Stated exercise: Retype exactly the lines that run from the line with "Pest-scouting request: tag the desert shrub" to the final line of the entries, keeping both ends and nothing else.
════
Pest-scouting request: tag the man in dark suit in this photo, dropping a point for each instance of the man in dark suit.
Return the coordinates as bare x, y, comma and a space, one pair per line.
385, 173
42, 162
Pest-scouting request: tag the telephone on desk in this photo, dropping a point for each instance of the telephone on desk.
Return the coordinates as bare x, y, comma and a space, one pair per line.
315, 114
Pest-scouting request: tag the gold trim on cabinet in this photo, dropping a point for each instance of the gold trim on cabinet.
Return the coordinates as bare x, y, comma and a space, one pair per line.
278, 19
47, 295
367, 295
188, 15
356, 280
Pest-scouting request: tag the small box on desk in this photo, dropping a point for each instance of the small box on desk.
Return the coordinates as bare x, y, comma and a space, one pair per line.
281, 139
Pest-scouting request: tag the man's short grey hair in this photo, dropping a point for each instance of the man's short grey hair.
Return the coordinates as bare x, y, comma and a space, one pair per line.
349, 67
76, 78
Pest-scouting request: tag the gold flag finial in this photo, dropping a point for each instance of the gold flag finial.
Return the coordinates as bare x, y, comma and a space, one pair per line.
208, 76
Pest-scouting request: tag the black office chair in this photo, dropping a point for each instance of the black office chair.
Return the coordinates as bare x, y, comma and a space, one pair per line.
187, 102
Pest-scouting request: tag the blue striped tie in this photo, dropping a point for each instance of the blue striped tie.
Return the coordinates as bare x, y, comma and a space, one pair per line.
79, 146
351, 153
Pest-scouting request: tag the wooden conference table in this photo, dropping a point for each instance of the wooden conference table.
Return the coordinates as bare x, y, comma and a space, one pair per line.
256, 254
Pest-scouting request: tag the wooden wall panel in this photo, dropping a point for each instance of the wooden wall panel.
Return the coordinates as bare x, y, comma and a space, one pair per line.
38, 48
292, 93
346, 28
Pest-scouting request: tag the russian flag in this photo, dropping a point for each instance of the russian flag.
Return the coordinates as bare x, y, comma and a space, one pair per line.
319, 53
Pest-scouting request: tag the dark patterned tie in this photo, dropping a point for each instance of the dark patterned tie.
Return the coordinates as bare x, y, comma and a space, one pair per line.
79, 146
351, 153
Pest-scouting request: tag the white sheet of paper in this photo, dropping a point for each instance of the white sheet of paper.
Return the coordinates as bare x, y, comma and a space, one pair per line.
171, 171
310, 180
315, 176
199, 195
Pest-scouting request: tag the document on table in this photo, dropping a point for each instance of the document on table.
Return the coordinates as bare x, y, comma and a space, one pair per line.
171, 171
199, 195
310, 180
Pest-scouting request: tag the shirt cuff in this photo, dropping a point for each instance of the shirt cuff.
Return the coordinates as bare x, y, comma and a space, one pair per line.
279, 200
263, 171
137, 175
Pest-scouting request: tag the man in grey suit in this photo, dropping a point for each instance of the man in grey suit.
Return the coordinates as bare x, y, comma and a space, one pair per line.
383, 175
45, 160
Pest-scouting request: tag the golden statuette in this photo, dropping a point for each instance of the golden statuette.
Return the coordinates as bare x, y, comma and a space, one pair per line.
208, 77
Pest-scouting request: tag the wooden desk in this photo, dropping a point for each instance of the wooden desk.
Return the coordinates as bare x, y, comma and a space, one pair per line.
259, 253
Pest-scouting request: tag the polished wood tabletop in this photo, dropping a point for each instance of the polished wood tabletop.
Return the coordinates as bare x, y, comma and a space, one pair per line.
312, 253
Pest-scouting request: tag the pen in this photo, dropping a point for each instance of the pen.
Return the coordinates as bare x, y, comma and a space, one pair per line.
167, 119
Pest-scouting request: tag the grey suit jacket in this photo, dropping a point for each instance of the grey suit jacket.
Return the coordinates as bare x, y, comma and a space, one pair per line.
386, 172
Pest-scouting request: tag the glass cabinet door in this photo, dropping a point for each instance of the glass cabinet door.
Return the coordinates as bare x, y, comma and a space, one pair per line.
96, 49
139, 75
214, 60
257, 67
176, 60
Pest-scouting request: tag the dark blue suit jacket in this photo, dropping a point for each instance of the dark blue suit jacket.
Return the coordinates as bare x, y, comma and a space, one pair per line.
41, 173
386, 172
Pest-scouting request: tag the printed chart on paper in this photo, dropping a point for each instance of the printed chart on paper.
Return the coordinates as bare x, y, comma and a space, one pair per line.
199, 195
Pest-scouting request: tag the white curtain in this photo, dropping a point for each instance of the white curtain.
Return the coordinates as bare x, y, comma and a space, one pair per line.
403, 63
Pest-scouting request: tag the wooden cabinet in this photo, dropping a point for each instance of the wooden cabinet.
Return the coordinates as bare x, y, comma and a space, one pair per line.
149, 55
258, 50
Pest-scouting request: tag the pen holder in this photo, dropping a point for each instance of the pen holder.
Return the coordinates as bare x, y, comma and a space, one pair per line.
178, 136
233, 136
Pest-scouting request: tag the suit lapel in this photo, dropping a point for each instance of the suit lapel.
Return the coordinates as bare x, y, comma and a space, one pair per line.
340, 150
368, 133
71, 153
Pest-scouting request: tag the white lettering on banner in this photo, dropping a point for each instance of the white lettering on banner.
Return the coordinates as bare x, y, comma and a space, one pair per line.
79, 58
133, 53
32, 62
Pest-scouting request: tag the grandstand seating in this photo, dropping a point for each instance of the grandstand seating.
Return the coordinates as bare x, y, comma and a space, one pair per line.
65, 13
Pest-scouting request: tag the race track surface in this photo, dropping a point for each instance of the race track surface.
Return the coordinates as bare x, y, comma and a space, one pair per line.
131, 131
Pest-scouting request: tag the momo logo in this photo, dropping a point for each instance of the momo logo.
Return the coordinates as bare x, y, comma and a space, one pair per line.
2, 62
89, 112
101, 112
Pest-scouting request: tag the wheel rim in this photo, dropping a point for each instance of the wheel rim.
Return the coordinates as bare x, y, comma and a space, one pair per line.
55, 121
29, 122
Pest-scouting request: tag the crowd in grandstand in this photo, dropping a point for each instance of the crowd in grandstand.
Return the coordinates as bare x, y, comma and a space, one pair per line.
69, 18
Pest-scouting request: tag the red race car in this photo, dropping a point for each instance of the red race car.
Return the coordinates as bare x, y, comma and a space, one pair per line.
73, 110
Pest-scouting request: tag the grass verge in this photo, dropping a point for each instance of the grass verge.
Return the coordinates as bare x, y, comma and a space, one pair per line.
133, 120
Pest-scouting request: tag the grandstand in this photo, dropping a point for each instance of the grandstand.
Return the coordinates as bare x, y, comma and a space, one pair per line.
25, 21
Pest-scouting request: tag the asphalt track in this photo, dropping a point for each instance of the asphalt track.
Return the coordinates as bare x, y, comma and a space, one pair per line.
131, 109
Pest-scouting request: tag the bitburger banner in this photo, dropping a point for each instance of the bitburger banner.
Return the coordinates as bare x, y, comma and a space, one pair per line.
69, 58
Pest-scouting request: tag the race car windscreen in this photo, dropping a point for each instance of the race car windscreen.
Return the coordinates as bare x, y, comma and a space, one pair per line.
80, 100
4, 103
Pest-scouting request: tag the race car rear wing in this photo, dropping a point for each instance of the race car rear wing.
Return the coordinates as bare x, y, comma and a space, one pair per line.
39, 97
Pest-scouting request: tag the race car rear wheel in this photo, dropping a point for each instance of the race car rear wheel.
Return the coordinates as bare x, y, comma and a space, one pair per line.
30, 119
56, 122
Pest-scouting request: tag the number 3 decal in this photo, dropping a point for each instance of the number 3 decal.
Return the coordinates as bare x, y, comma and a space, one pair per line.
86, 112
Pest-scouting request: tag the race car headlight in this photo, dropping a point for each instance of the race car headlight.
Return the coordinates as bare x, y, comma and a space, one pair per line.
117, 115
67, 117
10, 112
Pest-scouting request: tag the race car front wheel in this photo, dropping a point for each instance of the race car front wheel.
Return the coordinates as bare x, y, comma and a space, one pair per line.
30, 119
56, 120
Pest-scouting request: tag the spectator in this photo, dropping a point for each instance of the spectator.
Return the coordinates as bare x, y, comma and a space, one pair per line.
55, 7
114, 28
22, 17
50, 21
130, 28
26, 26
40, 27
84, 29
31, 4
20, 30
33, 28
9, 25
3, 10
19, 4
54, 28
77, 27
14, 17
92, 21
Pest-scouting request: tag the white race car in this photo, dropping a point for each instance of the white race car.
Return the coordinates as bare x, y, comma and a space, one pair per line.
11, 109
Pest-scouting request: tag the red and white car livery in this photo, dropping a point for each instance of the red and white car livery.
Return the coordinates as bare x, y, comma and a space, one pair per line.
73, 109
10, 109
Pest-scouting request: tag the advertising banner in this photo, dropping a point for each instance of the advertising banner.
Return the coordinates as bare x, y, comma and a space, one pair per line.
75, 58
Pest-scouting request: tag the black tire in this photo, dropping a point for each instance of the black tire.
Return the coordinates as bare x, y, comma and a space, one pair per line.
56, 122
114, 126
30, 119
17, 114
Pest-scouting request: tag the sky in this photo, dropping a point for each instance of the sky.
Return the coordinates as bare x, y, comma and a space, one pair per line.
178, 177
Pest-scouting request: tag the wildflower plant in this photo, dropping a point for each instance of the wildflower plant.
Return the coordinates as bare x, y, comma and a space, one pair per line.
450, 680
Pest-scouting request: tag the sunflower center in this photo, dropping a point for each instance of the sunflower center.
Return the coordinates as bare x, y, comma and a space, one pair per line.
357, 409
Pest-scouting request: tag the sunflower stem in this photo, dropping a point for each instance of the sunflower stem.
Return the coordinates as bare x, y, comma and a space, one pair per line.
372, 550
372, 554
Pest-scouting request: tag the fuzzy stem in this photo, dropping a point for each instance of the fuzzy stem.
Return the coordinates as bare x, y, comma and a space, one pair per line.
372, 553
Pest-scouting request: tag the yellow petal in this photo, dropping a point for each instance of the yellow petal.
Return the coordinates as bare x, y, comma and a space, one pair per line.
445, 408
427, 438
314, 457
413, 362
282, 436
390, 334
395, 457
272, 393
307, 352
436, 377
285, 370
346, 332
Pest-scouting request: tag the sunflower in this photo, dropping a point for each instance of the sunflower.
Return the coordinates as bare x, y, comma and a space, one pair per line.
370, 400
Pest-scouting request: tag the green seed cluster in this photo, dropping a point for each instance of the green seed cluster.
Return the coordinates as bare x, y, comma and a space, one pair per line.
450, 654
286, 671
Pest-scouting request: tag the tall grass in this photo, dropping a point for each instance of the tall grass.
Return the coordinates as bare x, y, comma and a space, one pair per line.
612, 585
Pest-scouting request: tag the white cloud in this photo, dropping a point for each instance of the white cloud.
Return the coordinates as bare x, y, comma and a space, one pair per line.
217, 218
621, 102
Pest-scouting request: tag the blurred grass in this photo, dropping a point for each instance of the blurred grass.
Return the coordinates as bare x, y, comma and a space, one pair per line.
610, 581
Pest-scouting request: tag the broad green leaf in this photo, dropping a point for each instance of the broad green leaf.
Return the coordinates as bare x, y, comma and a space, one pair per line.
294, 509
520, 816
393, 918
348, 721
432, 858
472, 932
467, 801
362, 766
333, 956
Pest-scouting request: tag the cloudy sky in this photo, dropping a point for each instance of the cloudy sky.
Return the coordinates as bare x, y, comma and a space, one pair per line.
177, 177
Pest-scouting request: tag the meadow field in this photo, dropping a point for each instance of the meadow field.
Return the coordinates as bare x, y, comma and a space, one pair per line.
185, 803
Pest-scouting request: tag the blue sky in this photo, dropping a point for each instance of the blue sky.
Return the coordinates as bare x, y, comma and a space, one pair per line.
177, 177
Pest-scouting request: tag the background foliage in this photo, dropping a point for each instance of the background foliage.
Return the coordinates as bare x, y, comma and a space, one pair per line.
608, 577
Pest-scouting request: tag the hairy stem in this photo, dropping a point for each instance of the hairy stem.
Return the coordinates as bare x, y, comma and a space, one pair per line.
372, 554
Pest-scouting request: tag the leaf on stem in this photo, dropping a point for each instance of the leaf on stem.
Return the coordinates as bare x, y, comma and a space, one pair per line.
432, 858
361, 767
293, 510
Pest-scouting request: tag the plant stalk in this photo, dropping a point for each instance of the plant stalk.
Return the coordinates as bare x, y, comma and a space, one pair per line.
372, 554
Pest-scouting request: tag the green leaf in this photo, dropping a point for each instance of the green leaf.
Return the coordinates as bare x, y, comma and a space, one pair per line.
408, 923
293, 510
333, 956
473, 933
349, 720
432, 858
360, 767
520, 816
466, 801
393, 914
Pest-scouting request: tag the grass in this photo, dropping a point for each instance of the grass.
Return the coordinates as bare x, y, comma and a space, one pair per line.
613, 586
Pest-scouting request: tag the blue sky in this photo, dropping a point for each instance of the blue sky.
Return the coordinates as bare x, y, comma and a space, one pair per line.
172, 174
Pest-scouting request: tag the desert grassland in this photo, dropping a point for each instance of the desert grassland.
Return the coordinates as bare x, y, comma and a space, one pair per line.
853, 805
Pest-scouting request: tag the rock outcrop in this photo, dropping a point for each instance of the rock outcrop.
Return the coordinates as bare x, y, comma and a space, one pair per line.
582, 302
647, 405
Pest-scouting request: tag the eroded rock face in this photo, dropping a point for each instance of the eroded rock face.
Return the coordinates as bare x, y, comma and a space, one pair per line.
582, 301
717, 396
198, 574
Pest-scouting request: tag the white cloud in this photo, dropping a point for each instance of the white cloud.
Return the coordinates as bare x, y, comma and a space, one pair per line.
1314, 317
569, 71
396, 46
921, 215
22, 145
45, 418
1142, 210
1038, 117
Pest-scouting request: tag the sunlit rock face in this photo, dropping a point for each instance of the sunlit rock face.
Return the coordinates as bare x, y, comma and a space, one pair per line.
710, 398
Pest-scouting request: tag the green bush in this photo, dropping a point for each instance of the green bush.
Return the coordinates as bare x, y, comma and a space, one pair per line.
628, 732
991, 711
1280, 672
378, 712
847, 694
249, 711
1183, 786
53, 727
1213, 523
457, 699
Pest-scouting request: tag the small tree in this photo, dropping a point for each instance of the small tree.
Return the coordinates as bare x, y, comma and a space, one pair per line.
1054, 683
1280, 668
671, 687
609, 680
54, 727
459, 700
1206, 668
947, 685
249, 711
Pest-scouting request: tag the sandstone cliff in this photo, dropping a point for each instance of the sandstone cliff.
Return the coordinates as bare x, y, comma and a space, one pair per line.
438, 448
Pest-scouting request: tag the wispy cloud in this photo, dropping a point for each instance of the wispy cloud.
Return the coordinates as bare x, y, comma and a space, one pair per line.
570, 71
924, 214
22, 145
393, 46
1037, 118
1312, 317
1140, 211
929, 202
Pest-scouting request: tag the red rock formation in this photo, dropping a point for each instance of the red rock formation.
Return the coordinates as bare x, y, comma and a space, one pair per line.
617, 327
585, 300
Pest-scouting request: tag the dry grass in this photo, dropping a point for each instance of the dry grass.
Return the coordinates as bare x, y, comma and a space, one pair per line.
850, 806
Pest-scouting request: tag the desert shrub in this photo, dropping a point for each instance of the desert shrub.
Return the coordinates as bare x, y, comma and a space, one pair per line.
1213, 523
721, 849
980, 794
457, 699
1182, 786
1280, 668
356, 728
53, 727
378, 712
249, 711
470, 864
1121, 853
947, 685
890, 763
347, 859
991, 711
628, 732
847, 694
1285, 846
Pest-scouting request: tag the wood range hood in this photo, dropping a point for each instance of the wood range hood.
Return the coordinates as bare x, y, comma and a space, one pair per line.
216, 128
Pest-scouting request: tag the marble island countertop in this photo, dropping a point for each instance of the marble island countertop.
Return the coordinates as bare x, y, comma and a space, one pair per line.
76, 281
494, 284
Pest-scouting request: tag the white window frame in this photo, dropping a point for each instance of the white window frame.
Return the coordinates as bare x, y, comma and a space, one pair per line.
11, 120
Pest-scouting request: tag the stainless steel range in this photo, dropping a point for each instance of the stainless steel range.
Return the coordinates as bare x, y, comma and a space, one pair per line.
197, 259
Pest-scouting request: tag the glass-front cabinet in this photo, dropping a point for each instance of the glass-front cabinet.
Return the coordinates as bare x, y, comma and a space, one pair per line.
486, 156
════
Exercise result:
Pest-scouting request: tag the desert shrub in this photo, dropping a point for each instance of the desert shrub.
Return the coordinates as bare x, y, comma and a space, one pair per line.
1213, 523
721, 849
980, 794
457, 699
1182, 786
1280, 668
356, 728
53, 727
378, 712
249, 711
470, 864
1121, 853
947, 685
890, 763
347, 859
991, 711
628, 732
847, 694
1285, 846
Pest-scouting request: tag the wood range hood in this photo, dropping a point for each instance of the wood range hood.
Return the coordinates as bare x, y, comma and a space, one pair per line.
216, 128
Pest-scouting request: tag the marble island countertop in this photo, dropping a point for each instance of the marble island countertop.
Return the coordinates as bare x, y, comma and a space, one pair per line.
76, 281
494, 284
Pest-scouting request: tag the white window frame in this photo, dropping a point for each instance of the white window frame.
Return the coordinates as bare x, y, comma and a space, one pair per line.
11, 120
Pest-scouting request: tag the stainless steel range in this photo, dropping a point for each instance of the stainless steel range.
Return the coordinates as bare x, y, comma and a space, one pair per line.
197, 259
Pest-scouting request: tag the glass-front cabinet in this photo, dropping a point for each instance of the glass-front cabinet.
Return the coordinates as bare x, y, comma and a space, one pair per line.
486, 156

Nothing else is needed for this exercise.